**STATED GOAL**
Copy everything from the line containing "target: chain link fence" down to the end of the rows, including both ends and the request lines. Multiply every outline coordinate in the answers by 1.3 and round to whole numbers, with halves rounded up; leave the request lines and their format samples unchanged, and omit the pictures.

○ ○ ○ ○ ○ ○ ○

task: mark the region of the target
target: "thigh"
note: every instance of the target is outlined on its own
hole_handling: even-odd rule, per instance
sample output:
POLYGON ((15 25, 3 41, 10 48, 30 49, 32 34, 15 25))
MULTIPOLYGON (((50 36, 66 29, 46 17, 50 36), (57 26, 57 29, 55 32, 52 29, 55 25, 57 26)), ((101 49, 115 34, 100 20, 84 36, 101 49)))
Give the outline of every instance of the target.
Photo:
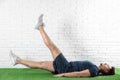
POLYGON ((54 67, 53 67, 53 61, 42 61, 42 62, 39 62, 40 64, 40 69, 45 69, 45 70, 48 70, 50 72, 54 72, 54 67))
POLYGON ((68 69, 70 68, 69 62, 62 53, 53 61, 53 66, 56 74, 68 72, 68 69))

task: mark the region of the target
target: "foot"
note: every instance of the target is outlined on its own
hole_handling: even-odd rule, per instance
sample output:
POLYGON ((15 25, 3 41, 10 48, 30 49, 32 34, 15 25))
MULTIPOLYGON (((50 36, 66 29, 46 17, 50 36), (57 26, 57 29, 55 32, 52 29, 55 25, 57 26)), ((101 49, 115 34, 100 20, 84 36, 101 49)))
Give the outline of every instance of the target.
POLYGON ((38 18, 38 22, 37 22, 37 25, 35 27, 35 29, 39 30, 40 27, 43 27, 44 26, 44 23, 43 23, 43 14, 41 14, 38 18))
POLYGON ((17 59, 19 58, 17 55, 15 55, 13 52, 12 52, 12 50, 10 51, 10 59, 11 59, 11 61, 12 61, 12 64, 13 64, 13 66, 15 66, 15 65, 17 65, 18 64, 18 62, 17 62, 17 59))

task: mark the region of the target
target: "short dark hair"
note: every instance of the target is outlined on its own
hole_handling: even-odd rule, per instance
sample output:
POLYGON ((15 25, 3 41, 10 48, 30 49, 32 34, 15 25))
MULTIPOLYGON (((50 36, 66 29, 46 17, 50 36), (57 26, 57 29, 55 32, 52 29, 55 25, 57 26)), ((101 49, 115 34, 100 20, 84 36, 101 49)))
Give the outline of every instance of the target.
POLYGON ((103 75, 114 75, 115 74, 115 67, 112 66, 112 68, 109 70, 108 73, 103 72, 103 75))

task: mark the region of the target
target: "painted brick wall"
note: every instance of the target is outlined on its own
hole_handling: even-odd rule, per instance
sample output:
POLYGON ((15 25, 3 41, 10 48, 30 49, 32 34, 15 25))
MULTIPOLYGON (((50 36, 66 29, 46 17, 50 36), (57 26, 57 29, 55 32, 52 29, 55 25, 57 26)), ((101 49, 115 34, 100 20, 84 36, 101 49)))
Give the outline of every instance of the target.
POLYGON ((41 13, 46 32, 69 61, 120 67, 119 0, 0 0, 0 67, 13 67, 10 50, 28 60, 53 60, 34 29, 41 13))

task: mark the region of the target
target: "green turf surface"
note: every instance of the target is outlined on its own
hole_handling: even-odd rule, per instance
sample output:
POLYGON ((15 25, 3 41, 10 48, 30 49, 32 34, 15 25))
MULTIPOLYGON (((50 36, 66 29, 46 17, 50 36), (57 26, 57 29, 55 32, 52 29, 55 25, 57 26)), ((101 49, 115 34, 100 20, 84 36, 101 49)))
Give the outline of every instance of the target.
POLYGON ((0 80, 120 80, 120 69, 113 76, 97 76, 92 78, 55 77, 54 74, 40 69, 0 68, 0 80))

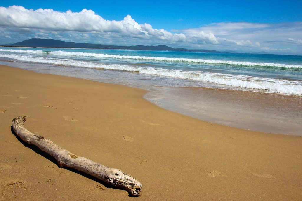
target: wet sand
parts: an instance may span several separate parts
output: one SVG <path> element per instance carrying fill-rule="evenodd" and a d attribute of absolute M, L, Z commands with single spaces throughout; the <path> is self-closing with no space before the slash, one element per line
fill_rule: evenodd
<path fill-rule="evenodd" d="M 299 200 L 302 138 L 203 121 L 145 90 L 0 66 L 0 199 Z M 11 120 L 143 185 L 139 198 L 21 143 Z"/>
<path fill-rule="evenodd" d="M 201 87 L 161 87 L 144 97 L 159 106 L 220 124 L 301 136 L 302 97 Z"/>

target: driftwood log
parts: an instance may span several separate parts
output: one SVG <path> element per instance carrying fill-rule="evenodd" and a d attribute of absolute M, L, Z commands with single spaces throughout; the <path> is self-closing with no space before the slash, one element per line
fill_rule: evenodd
<path fill-rule="evenodd" d="M 50 140 L 33 133 L 24 126 L 25 117 L 13 120 L 13 129 L 22 140 L 34 145 L 53 157 L 60 168 L 68 167 L 84 172 L 115 187 L 127 190 L 131 195 L 138 196 L 142 185 L 138 181 L 118 169 L 108 168 L 89 159 L 73 154 Z"/>

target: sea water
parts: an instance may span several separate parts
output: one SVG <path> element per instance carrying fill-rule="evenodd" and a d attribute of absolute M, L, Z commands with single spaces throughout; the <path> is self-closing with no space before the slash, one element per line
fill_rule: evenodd
<path fill-rule="evenodd" d="M 296 100 L 295 101 L 298 103 L 302 98 L 301 56 L 1 47 L 0 60 L 2 64 L 40 72 L 127 85 L 146 89 L 151 92 L 145 97 L 162 107 L 203 120 L 253 130 L 259 130 L 257 129 L 259 127 L 259 124 L 253 125 L 252 123 L 252 126 L 245 126 L 244 122 L 238 123 L 238 123 L 232 124 L 229 122 L 240 121 L 230 121 L 226 117 L 217 117 L 215 120 L 215 118 L 209 118 L 211 116 L 210 114 L 212 113 L 211 111 L 208 113 L 208 115 L 201 115 L 203 113 L 201 110 L 204 109 L 201 107 L 201 105 L 204 105 L 207 101 L 209 104 L 215 101 L 218 103 L 219 100 L 215 101 L 214 97 L 210 100 L 204 98 L 204 96 L 202 96 L 202 98 L 201 94 L 205 93 L 205 95 L 207 94 L 207 97 L 209 97 L 210 96 L 209 94 L 205 93 L 204 90 L 217 89 L 239 93 L 253 92 L 259 94 L 275 94 L 279 96 L 278 97 L 291 97 L 289 98 Z M 195 90 L 198 88 L 201 90 Z M 175 90 L 177 91 L 175 91 Z M 172 91 L 174 92 L 171 93 Z M 175 94 L 178 95 L 175 97 Z M 232 95 L 226 93 L 225 95 Z M 250 99 L 252 97 L 250 95 L 246 98 Z M 281 98 L 274 99 L 275 101 L 283 100 Z M 235 104 L 235 106 L 233 106 L 234 110 L 238 110 L 238 108 L 236 109 L 237 107 L 236 106 L 238 104 L 236 103 L 236 99 L 232 101 Z M 195 107 L 193 107 L 193 103 Z M 242 103 L 238 104 L 239 103 Z M 264 106 L 266 108 L 263 108 L 263 113 L 268 113 L 267 114 L 269 117 L 275 112 L 265 111 L 268 107 L 268 106 L 269 105 L 269 103 L 266 104 L 267 106 Z M 209 105 L 207 107 L 211 107 Z M 220 107 L 231 107 L 226 105 Z M 296 108 L 295 107 L 291 106 L 291 107 L 288 110 L 294 111 L 300 110 L 300 106 Z M 220 109 L 222 111 L 226 110 Z M 275 109 L 278 110 L 278 108 Z M 257 118 L 263 118 L 263 114 L 257 115 L 254 114 L 253 115 L 262 116 Z M 238 116 L 238 112 L 233 113 L 234 116 Z M 241 115 L 248 114 L 244 114 L 243 112 L 241 113 Z M 290 118 L 293 116 L 292 113 L 290 112 L 287 115 L 287 117 L 282 117 L 280 121 L 292 122 L 292 119 Z M 282 114 L 284 114 L 284 112 Z M 219 113 L 217 115 L 219 116 Z M 294 124 L 302 124 L 299 118 L 301 116 L 299 116 L 299 114 L 295 113 L 294 116 L 295 120 L 294 121 Z M 280 124 L 279 122 L 275 123 Z M 268 123 L 271 124 L 274 123 L 270 122 Z M 245 124 L 246 126 L 249 123 L 246 122 Z M 284 126 L 286 127 L 287 125 L 289 126 L 286 124 Z M 293 125 L 290 126 L 292 127 Z M 291 133 L 288 130 L 283 132 L 282 129 L 274 130 L 271 128 L 271 125 L 269 127 L 271 128 L 260 129 L 260 131 Z M 295 134 L 298 135 L 299 126 L 295 129 L 297 131 Z"/>

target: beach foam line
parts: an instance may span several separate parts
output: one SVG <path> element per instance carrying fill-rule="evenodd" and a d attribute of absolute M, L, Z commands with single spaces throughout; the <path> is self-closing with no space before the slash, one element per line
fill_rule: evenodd
<path fill-rule="evenodd" d="M 111 58 L 115 59 L 135 59 L 149 60 L 162 61 L 168 62 L 189 62 L 201 63 L 212 64 L 226 64 L 233 65 L 247 66 L 260 66 L 262 67 L 277 67 L 286 68 L 302 68 L 302 65 L 291 64 L 284 64 L 274 63 L 255 63 L 246 62 L 225 61 L 223 60 L 213 60 L 201 59 L 189 59 L 186 58 L 170 58 L 152 57 L 142 56 L 130 56 L 127 55 L 117 55 L 90 53 L 66 52 L 59 50 L 57 51 L 47 51 L 45 50 L 23 50 L 22 49 L 0 49 L 0 51 L 20 52 L 21 53 L 46 53 L 56 55 L 77 56 L 89 56 L 96 58 Z"/>
<path fill-rule="evenodd" d="M 29 56 L 13 55 L 2 55 L 1 56 L 24 62 L 136 72 L 142 74 L 186 79 L 231 87 L 260 90 L 269 92 L 302 95 L 302 82 L 296 81 L 202 71 L 186 71 L 124 65 L 104 64 L 68 59 L 39 58 Z"/>

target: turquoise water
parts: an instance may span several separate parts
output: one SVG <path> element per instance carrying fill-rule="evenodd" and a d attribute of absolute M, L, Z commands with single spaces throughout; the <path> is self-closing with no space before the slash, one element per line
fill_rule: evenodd
<path fill-rule="evenodd" d="M 130 85 L 132 82 L 134 86 L 202 87 L 302 95 L 301 56 L 2 47 L 0 60 L 34 63 L 48 73 Z"/>

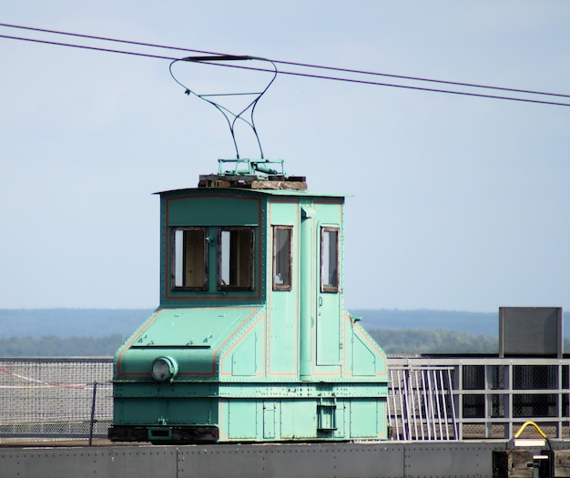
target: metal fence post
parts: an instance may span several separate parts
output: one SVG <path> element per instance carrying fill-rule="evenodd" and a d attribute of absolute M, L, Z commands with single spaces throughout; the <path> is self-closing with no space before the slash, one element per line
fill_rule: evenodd
<path fill-rule="evenodd" d="M 97 398 L 97 381 L 93 382 L 93 401 L 91 402 L 91 424 L 89 426 L 89 446 L 93 442 L 93 429 L 95 427 L 95 400 Z"/>

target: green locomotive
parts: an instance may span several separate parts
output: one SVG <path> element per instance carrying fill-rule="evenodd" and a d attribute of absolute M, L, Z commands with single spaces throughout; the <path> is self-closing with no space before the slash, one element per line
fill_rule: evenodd
<path fill-rule="evenodd" d="M 160 193 L 160 306 L 116 354 L 110 440 L 387 438 L 386 355 L 343 309 L 344 198 L 233 161 Z"/>

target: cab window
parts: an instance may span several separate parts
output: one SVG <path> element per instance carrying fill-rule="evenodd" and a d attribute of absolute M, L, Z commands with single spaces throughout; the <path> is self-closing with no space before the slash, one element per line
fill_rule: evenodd
<path fill-rule="evenodd" d="M 321 229 L 321 290 L 339 291 L 339 229 Z"/>
<path fill-rule="evenodd" d="M 208 290 L 206 237 L 204 228 L 178 228 L 173 230 L 173 290 Z"/>
<path fill-rule="evenodd" d="M 273 226 L 273 290 L 291 290 L 291 240 L 293 228 Z"/>
<path fill-rule="evenodd" d="M 219 234 L 219 290 L 253 290 L 253 228 L 220 228 Z"/>

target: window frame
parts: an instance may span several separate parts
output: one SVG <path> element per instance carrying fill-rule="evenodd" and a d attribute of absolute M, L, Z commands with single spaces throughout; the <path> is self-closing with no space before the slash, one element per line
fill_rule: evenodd
<path fill-rule="evenodd" d="M 182 286 L 178 286 L 177 284 L 177 270 L 178 270 L 178 265 L 177 265 L 177 231 L 182 231 L 183 233 L 186 231 L 202 231 L 203 233 L 203 239 L 204 239 L 204 242 L 203 242 L 203 258 L 202 258 L 202 264 L 204 267 L 204 284 L 202 286 L 188 286 L 188 285 L 182 285 Z M 183 235 L 183 239 L 182 239 L 182 278 L 183 280 L 184 278 L 184 270 L 186 269 L 186 262 L 187 262 L 187 254 L 186 254 L 186 250 L 185 250 L 185 245 L 184 245 L 184 236 Z M 170 290 L 173 291 L 205 291 L 208 290 L 208 287 L 209 287 L 209 280 L 208 280 L 208 269 L 209 269 L 209 264 L 208 264 L 208 228 L 207 227 L 192 227 L 192 226 L 175 226 L 172 227 L 170 229 L 170 244 L 172 247 L 172 252 L 170 254 Z"/>
<path fill-rule="evenodd" d="M 248 285 L 234 285 L 234 284 L 225 284 L 223 283 L 223 271 L 222 268 L 224 266 L 224 250 L 222 248 L 222 235 L 224 232 L 233 232 L 233 231 L 249 231 L 249 283 Z M 217 273 L 217 281 L 218 281 L 218 290 L 219 291 L 229 291 L 229 290 L 255 290 L 255 243 L 256 243 L 256 228 L 250 226 L 219 226 L 218 228 L 218 270 Z M 231 239 L 230 239 L 231 240 Z M 231 248 L 231 244 L 229 245 Z M 246 258 L 248 259 L 248 258 Z M 231 258 L 229 258 L 231 260 Z M 231 264 L 229 264 L 231 266 Z M 231 272 L 230 272 L 231 273 Z"/>
<path fill-rule="evenodd" d="M 290 290 L 293 282 L 293 227 L 292 226 L 273 226 L 273 269 L 272 281 L 273 290 Z M 287 268 L 289 271 L 289 282 L 279 284 L 277 282 L 278 269 L 280 269 L 280 261 L 278 262 L 278 231 L 289 231 L 289 260 L 287 260 Z"/>
<path fill-rule="evenodd" d="M 335 274 L 335 282 L 330 283 L 331 278 L 331 266 L 333 265 L 332 261 L 330 260 L 330 250 L 331 246 L 329 244 L 328 248 L 325 248 L 325 234 L 330 234 L 334 232 L 336 235 L 336 274 Z M 327 249 L 325 251 L 325 249 Z M 329 258 L 325 258 L 325 252 L 329 252 Z M 329 274 L 327 280 L 325 281 L 325 259 L 328 262 L 329 267 Z M 331 292 L 335 293 L 339 292 L 341 290 L 341 275 L 340 275 L 340 265 L 341 265 L 341 229 L 337 227 L 324 226 L 321 228 L 321 292 Z"/>

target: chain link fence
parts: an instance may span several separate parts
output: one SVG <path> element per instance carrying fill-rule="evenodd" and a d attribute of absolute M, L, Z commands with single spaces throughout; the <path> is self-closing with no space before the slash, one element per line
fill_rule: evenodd
<path fill-rule="evenodd" d="M 112 358 L 0 359 L 0 442 L 106 437 L 112 377 Z"/>
<path fill-rule="evenodd" d="M 570 359 L 391 357 L 392 439 L 509 438 L 527 420 L 570 433 Z M 0 443 L 107 437 L 113 359 L 0 358 Z"/>

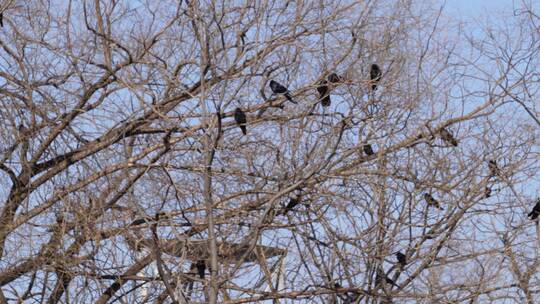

○ ○ ○ ○ ○ ○ ○

**RESULT OF THIS EXERCISE**
target: chain link fence
parts: an instance may span several separate parts
output: one SVG <path> element per instance carrying fill-rule="evenodd" and a d attribute of absolute M, L, Z commands with single spaces throughout; the <path> is self-closing with no space before the slash, one element per line
fill_rule: evenodd
<path fill-rule="evenodd" d="M 146 465 L 0 467 L 0 575 L 138 568 L 146 490 Z"/>
<path fill-rule="evenodd" d="M 741 467 L 508 464 L 510 571 L 662 569 L 685 546 L 741 563 Z M 0 576 L 139 568 L 147 467 L 0 465 Z"/>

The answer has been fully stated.